## SET PROBLEM
Your task is to transcribe the data in full.

Items from a dataset:
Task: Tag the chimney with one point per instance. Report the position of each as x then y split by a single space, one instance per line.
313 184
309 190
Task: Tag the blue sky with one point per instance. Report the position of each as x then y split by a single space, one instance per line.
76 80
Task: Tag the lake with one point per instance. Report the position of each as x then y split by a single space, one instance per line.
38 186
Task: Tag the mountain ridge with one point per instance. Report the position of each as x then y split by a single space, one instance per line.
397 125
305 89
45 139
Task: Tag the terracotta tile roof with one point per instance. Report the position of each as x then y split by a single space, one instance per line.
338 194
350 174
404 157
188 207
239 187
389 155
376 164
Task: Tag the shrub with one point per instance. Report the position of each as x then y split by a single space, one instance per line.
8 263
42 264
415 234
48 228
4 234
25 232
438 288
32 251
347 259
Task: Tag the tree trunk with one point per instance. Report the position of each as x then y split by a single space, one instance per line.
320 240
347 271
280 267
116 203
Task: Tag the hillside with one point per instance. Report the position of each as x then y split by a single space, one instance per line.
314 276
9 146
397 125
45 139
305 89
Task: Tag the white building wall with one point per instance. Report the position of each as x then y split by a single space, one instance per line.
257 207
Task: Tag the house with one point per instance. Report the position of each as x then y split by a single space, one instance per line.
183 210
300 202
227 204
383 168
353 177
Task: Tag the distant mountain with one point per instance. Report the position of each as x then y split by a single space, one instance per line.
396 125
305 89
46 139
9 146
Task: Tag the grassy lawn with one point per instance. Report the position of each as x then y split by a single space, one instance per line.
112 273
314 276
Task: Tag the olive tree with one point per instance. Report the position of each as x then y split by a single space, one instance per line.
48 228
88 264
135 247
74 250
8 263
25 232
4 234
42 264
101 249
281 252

## TASK OUTPUT
Task: Tag the chimney with one point per instance. Report the position of each as x then y split by a single space, one instance per line.
313 184
309 190
Task: Tag the blue sky with one point per instance. Report the position of each as x then y split by a single space, one instance per line.
76 80
Task: Tag the lake with one point per instance. Report the position of each as x then y split by a single space, one instance per line.
38 186
Task: Tag the mountain ridge with one point per instance. Report the position of each as x then y split by a single space, one instance per line.
397 125
305 89
45 139
Task: Tag the terracotta tile roof with one point per instance. Report the position of each as x then y split by a single space, one instance per line.
338 194
350 174
404 157
188 207
239 187
389 155
376 164
Task: Tag the shrub with one point per instance. Report the position of each as x then y split by a single space, one instance per line.
8 263
42 264
415 234
48 228
4 234
25 232
438 288
32 251
347 259
Task: Tag the tree trunk with one point per instance. Report the position of each as x then y split by a single space, one instance per line.
320 240
347 271
280 267
116 203
Task: Tag the hillside with one point per instance. Report the position of each as x then y split by a single space, one instance per line.
314 276
9 146
397 125
45 139
305 89
Task: Tag the white building wall with one point per instance. Report the position of each as x then y split by a single space, one instance per line.
257 207
Task: Tag the house with one point per instance. Report the position of each as x then y split by a single space, one instance per line.
183 210
300 202
227 204
383 168
353 177
Task: Tag the distant mountain with one point per instance. Report the position of each as x then y split by a single space, one instance per line.
396 125
305 89
46 139
9 146
Task: Tag the grassy lawn with one point per instance. Report the position of each as x then y split by a single space, one instance per line.
112 273
314 276
Task: Tag the olive tree with one point per instance. Report the position of each as x then y split by a single space, one instance per line.
48 228
88 264
135 247
74 250
8 263
25 232
4 234
42 264
101 249
281 252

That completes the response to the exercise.